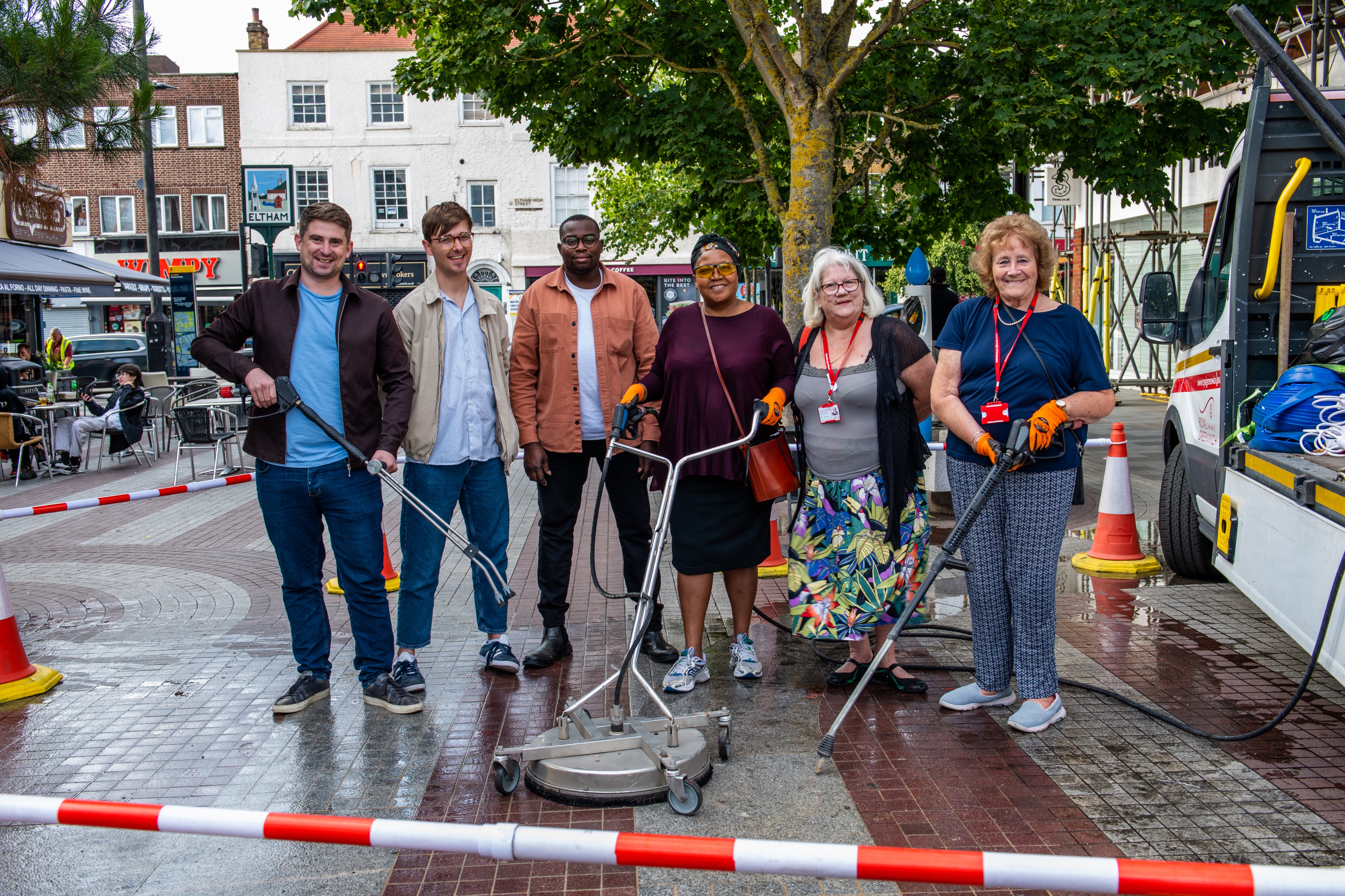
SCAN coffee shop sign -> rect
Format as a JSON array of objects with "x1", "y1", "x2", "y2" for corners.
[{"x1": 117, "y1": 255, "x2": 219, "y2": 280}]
--
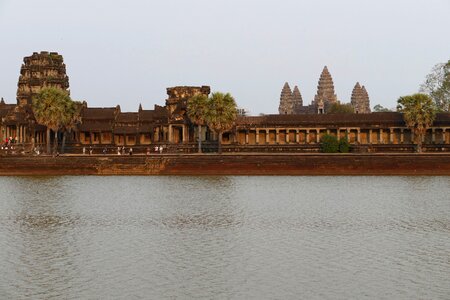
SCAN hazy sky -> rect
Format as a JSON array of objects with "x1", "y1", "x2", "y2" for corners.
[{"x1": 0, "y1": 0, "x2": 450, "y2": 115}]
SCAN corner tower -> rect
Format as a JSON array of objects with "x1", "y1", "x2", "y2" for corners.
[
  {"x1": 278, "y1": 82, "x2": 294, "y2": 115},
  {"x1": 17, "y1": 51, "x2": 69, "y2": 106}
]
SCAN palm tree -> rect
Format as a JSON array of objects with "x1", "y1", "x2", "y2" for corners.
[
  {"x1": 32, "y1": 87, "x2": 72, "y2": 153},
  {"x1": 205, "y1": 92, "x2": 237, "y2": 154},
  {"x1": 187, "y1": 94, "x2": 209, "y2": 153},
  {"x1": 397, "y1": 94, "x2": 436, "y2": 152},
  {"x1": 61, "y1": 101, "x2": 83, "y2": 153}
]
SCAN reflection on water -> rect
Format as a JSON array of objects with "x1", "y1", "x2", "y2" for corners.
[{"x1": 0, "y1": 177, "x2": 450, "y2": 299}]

» **Exercise**: Please count the lines of the data above that contain the string "rect", matching case exactly, and give only the number.

» **Written answer**: 5